#### Recorded data

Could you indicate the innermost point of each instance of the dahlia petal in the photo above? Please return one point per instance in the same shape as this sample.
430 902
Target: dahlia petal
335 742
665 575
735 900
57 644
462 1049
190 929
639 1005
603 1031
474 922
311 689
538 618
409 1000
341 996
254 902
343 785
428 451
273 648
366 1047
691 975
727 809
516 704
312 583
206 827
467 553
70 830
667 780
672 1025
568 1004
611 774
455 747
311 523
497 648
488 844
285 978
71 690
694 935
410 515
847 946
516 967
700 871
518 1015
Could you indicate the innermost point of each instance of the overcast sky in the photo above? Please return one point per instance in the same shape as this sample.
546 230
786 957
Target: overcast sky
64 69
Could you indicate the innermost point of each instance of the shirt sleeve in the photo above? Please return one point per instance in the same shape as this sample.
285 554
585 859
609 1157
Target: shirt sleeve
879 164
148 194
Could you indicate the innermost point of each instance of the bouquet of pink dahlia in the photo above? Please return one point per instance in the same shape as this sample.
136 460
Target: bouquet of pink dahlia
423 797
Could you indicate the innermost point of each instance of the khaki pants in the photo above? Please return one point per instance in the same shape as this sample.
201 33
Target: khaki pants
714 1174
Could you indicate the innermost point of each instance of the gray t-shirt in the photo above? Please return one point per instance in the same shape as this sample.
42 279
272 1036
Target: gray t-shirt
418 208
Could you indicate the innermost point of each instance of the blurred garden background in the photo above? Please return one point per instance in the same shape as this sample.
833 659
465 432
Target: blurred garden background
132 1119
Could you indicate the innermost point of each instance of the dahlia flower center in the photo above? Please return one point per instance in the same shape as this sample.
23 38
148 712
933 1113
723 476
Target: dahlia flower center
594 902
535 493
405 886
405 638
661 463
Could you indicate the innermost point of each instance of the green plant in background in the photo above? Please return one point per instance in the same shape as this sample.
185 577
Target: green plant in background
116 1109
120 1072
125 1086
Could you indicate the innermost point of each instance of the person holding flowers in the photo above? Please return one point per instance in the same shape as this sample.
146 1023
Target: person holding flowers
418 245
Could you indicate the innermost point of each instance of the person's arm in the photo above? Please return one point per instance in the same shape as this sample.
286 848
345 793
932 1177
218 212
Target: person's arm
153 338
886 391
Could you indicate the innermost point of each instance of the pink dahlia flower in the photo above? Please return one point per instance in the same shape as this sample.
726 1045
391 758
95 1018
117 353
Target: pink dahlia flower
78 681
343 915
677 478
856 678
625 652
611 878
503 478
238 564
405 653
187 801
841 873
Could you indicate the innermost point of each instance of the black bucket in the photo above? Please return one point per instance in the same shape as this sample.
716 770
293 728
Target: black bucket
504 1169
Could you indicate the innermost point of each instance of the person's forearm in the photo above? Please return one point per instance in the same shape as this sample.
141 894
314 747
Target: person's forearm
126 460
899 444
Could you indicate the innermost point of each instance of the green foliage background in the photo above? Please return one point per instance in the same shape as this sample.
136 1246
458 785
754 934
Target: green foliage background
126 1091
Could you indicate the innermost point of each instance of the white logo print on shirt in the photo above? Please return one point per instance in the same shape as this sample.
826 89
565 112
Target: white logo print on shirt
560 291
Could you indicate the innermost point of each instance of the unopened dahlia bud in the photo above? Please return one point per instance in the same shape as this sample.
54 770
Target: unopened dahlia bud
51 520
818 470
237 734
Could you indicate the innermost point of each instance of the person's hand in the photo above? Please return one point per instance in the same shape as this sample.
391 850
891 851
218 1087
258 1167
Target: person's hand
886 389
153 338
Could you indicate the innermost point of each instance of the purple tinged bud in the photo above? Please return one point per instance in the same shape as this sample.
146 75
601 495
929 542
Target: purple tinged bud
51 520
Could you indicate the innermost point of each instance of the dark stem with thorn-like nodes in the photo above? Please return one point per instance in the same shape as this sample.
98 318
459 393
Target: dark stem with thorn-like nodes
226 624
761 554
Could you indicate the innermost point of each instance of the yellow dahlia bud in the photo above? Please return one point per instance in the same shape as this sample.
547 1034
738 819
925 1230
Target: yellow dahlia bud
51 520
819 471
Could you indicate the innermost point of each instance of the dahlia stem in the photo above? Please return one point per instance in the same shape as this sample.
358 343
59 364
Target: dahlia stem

#### What you should do
Reproduce only the records from the line containing "of the yellow" through the end of the records, substituting "golden dahlia bud" for "yellow dahlia bud" and leaving everything else unchanged.

#### The result
Could you indicate the innermost point of each instance of the golden dahlia bud in the photo above? Please return one point per instance in the same shape as this sample.
547 1034
738 819
925 1230
Target: golden dahlia bud
51 520
819 471
Could you indicate the innermost point of each instance of the dahlia stem in the photo above? Please return one point per instance in the same shape as this sample.
358 343
59 364
Target: dahlia stem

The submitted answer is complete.